Calculus on the Web

A Tour of the Calculus on the Web Facilities

Good evening! If this is your first time around, please take some time to read through and explore the possibilities. The local time is 10:00-- but we (almost) never close.

COW users
In this overview, you can take a look at what the COW does and how to work with it. Here are some things you can find out about: COW is an internet utility for learning and practicing calculus. It was designed at Temple by two members of the Temple University Mathematics Department, Gerardo Mendoza and Dan Reich.

The principal purpose of COW is to provide you, the student or interested user, with the opportunity to learn and practice problems in calculus (and in the future other topics in mathematics) in a friendly environment via the internet. The most important feature of the COW is that you get to know whether your answer is correct almost immediately. It is as if you had a tutor looking over your shoulder and helping you along as you work. This will be true no matter where you are or what computer you use, as long as it is connected to the internet and has a web browser.

• _Data to process_:
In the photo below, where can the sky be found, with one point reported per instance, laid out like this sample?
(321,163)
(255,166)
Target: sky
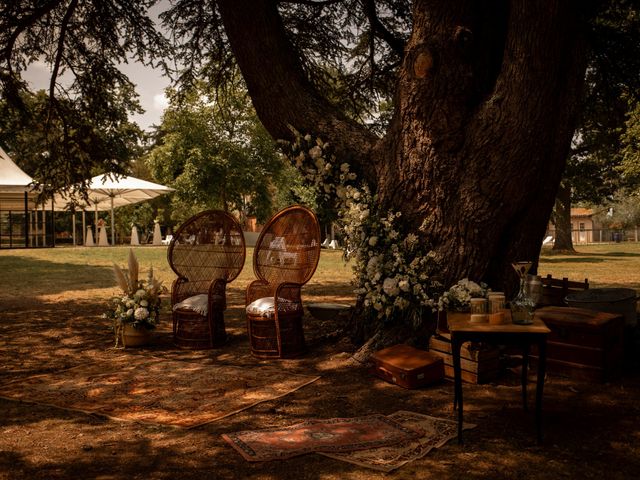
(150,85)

---

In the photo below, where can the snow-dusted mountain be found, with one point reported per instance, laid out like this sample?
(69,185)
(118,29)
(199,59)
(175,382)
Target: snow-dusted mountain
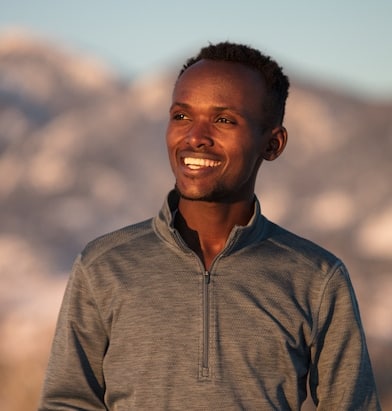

• _Challenges_:
a) According to the Calculus on the Web page, who designed COW?
b) Reproduce word for word the lines of the records that begin at the line containing "In the photo below, where can the snow-dusted" and end after the line containing "Target: snow-dusted mountain".
The records are unrelated to the Calculus on the Web page.

• _Answers by task_:
a) Gerardo Mendoza and Dan Reich, two members of the Temple University Mathematics Department.

b)
In the photo below, where can the snow-dusted mountain be found, with one point reported per instance, laid out like this sample?
(69,185)
(118,29)
(199,59)
(175,382)
Target: snow-dusted mountain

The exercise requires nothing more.